### Source document
= = = = = = =
Court of Appeals For The First District of Texas
Aug 13, 2020
NO. 01-17-00218-CR (Tex. App. Aug. 13, 2020)

Opinion

NO. 01-17-00218-CR

08-13-2020

LISANDRO BELTRAN DE LA TORRE, Appellant v. THE STATE OF TEXAS, Appellee


On Appeal from the 25th District Court Colorado County, Texas
Trial Court Case No. 16-082

MEMORANDUM OPINION ON REMAND

A jury convicted appellant, Lisandro Beltran de la Torre, of possession of a controlled substance, cocaine, in the amount of less than one gram. The trial court assessed his punishment at two years' confinement in the state jail, probated for three years. On appeal, appellant argued, among other things, that the trial court erred in instructing the jury that more than one person can be found to have possessed a controlled substance at the same time. A panel of our Court held that the trial court did not err by including this instruction in the jury charge and affirmed appellant's conviction. See De La Torre v. State, 546 S.W.3d 420, 427 (Tex. App.—Houston [1st Dist.] 2018), rev'd and remanded sub nom. Beltran De La Torre v. State, 583 S.W.3d 613 (Tex. Crim. App. 2019).
= = = = = = =
### Pointing and labeling data
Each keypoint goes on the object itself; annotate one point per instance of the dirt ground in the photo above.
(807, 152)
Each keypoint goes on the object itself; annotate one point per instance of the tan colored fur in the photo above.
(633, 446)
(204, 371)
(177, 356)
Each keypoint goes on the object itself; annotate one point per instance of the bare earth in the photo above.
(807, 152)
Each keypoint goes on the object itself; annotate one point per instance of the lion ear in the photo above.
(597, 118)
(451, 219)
= = = = = = =
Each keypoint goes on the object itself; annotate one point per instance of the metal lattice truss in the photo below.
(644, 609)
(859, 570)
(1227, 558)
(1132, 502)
= = = = = = =
Write out the court opinion again, beginning at the words "MEMORANDUM OPINION ON" and stopping after "Crim. App. 2019).", and replace "cocaine" with "heroin". This data has no connection to the court opinion.

### Solution for this problem
MEMORANDUM OPINION ON REMAND

A jury convicted appellant, Lisandro Beltran de la Torre, of possession of a controlled substance, heroin, in the amount of less than one gram. The trial court assessed his punishment at two years' confinement in the state jail, probated for three years. On appeal, appellant argued, among other things, that the trial court erred in instructing the jury that more than one person can be found to have possessed a controlled substance at the same time. A panel of our Court held that the trial court did not err by including this instruction in the jury charge and affirmed appellant's conviction. See De La Torre v. State, 546 S.W.3d 420, 427 (Tex. App.—Houston [1st Dist.] 2018), rev'd and remanded sub nom. Beltran De La Torre v. State, 583 S.W.3d 613 (Tex. Crim. App. 2019).